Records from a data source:
═══

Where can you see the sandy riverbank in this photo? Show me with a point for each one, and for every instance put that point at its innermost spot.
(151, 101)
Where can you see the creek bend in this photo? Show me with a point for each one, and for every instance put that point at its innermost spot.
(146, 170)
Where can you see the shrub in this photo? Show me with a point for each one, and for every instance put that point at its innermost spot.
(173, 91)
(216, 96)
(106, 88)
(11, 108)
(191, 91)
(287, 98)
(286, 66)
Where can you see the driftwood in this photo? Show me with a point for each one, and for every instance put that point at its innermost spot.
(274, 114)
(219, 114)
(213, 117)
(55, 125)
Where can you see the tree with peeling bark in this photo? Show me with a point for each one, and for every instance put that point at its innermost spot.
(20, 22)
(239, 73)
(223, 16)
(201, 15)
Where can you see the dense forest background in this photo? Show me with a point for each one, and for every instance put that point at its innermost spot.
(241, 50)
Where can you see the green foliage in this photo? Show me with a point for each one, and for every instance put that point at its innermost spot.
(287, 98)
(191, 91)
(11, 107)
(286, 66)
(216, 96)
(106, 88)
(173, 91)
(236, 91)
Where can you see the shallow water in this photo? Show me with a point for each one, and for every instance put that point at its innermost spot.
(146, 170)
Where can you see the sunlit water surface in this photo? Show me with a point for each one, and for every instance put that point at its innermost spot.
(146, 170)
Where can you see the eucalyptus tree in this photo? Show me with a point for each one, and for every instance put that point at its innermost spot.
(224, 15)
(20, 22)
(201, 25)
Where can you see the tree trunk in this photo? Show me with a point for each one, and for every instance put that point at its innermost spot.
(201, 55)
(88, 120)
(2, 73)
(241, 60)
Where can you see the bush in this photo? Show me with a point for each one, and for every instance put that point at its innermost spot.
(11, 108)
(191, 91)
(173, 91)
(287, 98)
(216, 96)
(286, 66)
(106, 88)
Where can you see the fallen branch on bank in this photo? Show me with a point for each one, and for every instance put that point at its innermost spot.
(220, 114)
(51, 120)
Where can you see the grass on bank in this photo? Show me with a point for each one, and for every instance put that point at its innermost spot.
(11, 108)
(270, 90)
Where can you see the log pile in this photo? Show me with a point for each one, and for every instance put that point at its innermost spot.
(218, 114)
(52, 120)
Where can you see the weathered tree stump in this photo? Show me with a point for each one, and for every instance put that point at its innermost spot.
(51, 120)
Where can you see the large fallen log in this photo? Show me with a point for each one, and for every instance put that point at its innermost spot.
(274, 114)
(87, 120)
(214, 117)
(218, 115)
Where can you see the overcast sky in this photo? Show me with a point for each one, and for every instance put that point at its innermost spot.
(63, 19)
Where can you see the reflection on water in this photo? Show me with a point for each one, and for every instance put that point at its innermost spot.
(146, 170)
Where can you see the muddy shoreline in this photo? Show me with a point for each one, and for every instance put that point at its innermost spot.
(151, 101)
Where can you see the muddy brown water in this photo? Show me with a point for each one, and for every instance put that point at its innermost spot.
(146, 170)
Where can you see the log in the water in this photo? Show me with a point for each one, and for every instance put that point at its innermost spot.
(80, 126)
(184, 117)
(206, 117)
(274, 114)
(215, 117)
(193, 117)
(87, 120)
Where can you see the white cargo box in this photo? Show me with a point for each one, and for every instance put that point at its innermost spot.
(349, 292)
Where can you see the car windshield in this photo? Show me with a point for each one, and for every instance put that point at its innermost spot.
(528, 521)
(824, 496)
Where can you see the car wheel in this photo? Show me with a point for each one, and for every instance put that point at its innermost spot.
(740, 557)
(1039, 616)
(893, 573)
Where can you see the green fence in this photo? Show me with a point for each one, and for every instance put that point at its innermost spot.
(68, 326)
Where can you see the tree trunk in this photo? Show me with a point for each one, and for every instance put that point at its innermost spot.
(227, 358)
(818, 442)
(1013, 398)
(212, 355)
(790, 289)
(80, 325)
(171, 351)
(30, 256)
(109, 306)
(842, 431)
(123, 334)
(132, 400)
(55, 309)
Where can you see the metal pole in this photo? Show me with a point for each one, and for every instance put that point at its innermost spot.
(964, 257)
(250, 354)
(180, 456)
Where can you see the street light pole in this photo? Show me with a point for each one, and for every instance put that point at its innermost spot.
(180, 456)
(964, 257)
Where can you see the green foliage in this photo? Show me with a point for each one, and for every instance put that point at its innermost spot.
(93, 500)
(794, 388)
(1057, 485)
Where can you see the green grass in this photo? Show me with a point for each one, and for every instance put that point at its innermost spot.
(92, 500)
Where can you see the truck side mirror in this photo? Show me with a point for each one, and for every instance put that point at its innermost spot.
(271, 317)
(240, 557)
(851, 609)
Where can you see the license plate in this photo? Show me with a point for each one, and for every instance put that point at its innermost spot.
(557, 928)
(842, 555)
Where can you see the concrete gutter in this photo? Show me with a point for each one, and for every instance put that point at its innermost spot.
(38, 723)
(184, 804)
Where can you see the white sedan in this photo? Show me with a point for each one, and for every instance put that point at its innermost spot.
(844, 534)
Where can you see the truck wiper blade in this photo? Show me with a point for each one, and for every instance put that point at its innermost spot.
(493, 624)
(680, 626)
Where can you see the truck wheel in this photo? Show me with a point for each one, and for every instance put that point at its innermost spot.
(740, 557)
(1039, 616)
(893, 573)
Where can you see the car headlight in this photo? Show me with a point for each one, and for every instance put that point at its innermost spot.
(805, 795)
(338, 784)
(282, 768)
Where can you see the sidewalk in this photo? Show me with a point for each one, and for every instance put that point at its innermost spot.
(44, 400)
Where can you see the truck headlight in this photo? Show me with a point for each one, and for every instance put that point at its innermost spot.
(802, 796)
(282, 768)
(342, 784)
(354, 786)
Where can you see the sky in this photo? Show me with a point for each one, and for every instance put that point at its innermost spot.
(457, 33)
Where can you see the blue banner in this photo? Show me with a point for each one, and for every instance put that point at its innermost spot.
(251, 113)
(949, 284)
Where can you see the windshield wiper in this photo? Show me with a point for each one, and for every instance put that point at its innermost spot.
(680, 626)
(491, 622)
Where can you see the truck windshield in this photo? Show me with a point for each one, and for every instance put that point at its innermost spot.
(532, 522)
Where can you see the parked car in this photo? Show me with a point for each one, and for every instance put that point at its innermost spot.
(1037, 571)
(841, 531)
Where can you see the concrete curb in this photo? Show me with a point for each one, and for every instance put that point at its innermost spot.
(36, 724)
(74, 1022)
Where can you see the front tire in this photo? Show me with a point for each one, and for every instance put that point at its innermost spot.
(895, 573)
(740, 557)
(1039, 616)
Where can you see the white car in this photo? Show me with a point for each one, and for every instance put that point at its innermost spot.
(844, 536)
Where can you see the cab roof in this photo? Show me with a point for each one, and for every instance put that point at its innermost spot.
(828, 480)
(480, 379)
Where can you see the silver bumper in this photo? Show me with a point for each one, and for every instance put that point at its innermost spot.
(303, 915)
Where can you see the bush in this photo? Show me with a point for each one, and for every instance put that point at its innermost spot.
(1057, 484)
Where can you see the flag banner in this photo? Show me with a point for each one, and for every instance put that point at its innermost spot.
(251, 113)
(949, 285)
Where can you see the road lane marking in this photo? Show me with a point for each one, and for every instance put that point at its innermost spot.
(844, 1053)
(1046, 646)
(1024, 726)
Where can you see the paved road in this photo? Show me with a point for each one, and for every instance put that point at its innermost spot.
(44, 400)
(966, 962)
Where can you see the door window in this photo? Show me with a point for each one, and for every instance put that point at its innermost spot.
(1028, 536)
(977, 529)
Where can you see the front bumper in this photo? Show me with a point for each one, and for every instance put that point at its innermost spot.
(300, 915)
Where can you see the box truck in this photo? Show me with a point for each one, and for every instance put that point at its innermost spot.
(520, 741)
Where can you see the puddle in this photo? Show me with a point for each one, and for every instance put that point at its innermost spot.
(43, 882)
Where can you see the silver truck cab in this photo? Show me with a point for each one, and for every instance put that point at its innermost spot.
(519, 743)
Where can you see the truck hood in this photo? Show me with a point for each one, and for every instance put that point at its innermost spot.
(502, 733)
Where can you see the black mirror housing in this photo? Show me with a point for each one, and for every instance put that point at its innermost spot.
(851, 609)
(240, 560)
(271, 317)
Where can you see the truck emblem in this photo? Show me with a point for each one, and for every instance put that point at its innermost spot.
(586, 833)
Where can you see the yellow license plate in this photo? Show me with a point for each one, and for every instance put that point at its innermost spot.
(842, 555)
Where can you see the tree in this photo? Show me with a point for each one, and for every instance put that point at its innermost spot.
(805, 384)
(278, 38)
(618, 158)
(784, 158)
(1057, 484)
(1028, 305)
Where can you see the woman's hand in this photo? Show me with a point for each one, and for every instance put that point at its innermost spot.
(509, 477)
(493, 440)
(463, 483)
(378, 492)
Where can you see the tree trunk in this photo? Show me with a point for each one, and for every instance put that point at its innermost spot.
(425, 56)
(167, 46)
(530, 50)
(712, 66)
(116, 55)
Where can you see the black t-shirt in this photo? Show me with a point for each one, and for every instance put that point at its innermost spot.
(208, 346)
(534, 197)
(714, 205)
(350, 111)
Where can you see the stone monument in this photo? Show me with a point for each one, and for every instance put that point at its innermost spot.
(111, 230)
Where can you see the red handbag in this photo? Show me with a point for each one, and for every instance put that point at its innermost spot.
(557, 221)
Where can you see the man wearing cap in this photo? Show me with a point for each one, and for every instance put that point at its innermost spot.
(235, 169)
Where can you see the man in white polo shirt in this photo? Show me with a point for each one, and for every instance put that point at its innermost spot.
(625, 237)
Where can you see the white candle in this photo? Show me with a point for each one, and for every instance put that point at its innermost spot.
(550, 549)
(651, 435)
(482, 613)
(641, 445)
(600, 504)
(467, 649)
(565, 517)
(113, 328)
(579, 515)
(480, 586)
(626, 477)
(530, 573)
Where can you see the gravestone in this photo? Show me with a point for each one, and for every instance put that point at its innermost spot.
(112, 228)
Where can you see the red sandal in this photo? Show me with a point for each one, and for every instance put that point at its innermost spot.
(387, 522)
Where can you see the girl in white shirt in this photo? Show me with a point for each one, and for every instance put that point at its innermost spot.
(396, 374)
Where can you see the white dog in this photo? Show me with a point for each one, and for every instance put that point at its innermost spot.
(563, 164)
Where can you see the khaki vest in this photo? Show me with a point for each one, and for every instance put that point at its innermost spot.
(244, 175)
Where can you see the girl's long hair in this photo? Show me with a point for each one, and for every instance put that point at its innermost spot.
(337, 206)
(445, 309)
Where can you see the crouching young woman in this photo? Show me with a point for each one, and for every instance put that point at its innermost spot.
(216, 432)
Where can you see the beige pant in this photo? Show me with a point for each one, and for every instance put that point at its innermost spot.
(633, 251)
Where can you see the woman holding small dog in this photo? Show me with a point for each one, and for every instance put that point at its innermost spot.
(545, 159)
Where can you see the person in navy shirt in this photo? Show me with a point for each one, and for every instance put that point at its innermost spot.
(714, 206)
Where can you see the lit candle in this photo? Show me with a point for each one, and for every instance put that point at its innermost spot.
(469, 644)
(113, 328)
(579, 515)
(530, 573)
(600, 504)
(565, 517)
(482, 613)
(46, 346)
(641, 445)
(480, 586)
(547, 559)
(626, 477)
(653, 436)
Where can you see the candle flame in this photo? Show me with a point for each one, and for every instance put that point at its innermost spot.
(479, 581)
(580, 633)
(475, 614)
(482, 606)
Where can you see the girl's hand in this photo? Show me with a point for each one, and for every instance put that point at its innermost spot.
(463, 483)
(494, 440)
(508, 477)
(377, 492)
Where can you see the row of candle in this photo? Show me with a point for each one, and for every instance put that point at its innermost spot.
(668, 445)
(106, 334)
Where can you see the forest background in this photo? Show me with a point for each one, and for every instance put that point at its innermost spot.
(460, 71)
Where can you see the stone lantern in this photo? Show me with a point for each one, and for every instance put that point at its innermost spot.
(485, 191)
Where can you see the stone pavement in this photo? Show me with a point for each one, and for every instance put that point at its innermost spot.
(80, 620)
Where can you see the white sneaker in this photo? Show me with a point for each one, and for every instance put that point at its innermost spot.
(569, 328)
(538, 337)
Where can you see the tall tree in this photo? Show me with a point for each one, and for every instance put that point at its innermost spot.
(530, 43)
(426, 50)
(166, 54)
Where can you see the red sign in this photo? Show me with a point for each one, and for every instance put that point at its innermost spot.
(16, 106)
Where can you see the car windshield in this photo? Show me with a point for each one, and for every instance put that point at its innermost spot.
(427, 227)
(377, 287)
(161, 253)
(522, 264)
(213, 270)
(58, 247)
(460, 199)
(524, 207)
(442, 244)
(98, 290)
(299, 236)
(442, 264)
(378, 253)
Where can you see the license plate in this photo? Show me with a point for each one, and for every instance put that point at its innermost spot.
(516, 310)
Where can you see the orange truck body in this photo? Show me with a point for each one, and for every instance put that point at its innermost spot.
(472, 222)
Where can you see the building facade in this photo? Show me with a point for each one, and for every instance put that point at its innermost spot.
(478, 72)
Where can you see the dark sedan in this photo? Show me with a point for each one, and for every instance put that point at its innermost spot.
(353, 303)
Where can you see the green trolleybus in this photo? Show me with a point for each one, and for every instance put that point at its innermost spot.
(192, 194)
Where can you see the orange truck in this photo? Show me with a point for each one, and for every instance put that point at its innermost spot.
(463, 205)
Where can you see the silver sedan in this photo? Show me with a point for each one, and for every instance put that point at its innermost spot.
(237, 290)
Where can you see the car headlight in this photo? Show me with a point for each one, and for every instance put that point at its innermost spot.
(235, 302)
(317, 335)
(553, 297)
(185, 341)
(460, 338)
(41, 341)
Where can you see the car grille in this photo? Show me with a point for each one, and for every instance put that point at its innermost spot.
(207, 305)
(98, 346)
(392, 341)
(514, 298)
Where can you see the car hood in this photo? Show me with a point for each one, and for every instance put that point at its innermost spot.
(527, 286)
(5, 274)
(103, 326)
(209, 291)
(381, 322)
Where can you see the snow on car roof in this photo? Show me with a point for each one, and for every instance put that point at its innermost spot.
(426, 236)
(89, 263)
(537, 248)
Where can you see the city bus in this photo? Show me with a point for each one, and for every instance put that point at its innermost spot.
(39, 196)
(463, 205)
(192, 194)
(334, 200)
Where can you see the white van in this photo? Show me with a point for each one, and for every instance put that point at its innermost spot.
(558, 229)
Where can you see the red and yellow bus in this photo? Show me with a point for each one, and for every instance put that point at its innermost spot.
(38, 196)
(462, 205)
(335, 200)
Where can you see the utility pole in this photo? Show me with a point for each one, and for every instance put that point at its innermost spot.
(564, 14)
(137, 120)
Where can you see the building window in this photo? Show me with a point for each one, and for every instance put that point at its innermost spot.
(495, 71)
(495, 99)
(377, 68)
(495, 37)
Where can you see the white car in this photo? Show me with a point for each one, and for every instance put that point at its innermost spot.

═══

■ Goal:
Return the lines beginning at the one that contains "Where can you see the red and" and continuing through the last line of the data, exactly as they stand and without any others.

■ The result:
Where can you see the red and yellow bus in this photo? Show me with a point for each one, and for every instance put that point at its innermost spot.
(38, 196)
(462, 205)
(335, 200)
Where can you see the utility pole in this photo? Show me with a point for each one, and for every instance put that point at its innermost spot.
(564, 14)
(137, 120)
Where can you see the building window in this photo? Show me with a point for each one, and for every instance put that point at its innermost spot.
(495, 71)
(495, 99)
(377, 68)
(495, 37)
Where can you see the white car in this photo? Show me with a point for each one, and for every instance put that point at its innermost spot.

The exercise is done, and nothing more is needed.